#### Data provided
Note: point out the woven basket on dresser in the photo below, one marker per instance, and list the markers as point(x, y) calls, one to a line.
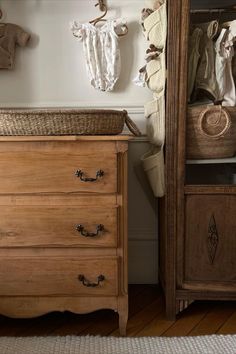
point(211, 132)
point(64, 122)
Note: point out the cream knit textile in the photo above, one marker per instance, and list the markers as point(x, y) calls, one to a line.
point(214, 344)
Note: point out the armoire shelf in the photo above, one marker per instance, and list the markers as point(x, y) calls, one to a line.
point(211, 161)
point(197, 220)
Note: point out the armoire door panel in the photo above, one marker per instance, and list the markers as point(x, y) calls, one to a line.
point(210, 242)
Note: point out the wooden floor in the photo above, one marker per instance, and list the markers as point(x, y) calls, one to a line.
point(146, 318)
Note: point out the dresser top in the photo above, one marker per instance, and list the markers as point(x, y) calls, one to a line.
point(120, 137)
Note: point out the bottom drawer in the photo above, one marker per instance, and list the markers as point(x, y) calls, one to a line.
point(58, 276)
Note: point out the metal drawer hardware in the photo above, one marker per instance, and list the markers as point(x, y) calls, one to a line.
point(87, 283)
point(80, 174)
point(83, 232)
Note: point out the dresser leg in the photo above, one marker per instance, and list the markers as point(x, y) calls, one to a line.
point(123, 315)
point(123, 318)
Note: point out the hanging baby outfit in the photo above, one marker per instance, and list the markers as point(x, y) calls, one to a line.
point(206, 76)
point(101, 50)
point(10, 36)
point(155, 31)
point(194, 56)
point(224, 47)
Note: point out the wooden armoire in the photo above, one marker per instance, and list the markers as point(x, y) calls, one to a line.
point(196, 214)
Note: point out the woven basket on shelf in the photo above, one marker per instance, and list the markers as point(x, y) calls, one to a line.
point(64, 122)
point(211, 132)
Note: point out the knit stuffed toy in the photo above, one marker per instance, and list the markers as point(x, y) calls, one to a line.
########
Scale the entries between the lines holding "Note: point out the wooden floor" and "point(146, 318)", inclusive, and write them out again with the requests kept as they are. Multiply each point coordinate in the answers by 1.25 and round to whole numbers, with halves rounding up.

Task solution:
Note: point out the wooden floor in the photo above, one marker per instance, and list the markers as point(x, y) calls, one to a line.
point(183, 398)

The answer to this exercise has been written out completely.